* _TO DO_
Write the lines below, from the line containing "the blue toy" through the end of the items, as a JSON list of strings with one string per line and blank lines left out.

* _LISTED RECORDS_
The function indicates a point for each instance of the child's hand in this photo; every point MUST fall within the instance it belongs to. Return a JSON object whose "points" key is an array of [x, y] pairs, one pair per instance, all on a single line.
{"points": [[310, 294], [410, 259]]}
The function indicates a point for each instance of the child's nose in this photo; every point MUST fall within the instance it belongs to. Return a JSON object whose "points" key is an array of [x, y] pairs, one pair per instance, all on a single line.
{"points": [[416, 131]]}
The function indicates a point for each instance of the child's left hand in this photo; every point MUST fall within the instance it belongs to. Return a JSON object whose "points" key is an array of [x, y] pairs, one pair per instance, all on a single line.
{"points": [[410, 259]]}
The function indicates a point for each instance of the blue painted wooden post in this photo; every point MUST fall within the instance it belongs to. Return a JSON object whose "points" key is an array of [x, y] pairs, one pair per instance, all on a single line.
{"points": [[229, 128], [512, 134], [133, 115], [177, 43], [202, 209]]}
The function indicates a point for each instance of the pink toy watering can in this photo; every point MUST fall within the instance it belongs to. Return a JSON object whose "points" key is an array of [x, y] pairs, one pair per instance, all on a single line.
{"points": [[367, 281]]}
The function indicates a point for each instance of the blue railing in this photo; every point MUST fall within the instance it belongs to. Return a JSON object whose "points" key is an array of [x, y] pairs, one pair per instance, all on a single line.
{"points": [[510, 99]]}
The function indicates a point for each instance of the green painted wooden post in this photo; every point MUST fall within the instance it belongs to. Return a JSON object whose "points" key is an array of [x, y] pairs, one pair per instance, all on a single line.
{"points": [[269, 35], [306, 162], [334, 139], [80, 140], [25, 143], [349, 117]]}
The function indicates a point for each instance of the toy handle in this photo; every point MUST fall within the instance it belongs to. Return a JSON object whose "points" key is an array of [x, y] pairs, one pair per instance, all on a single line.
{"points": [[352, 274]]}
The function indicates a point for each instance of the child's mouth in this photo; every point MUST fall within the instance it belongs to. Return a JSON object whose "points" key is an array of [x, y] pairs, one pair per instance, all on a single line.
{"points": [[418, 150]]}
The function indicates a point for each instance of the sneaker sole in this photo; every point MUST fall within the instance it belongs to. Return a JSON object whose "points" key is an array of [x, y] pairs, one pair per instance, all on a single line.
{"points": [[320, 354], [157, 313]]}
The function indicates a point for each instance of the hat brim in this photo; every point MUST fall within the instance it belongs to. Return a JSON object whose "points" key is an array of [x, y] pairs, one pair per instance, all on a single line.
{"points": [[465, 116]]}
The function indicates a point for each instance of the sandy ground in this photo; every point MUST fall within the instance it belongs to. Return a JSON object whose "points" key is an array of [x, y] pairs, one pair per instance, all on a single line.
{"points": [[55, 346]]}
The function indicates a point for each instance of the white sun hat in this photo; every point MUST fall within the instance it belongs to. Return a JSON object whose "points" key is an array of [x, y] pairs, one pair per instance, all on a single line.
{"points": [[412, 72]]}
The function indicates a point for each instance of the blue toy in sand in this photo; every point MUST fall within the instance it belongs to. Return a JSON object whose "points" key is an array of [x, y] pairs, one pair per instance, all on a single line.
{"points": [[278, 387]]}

* _TASK SOLUTION_
[
  "The function indicates a point for each instance of the blue toy in sand in this photo; every point MUST fall within the instance it belongs to. Return a JSON object whose \"points\" key is an array of [x, y] pairs, one pair per instance, all on a single line.",
  "{\"points\": [[278, 387]]}"
]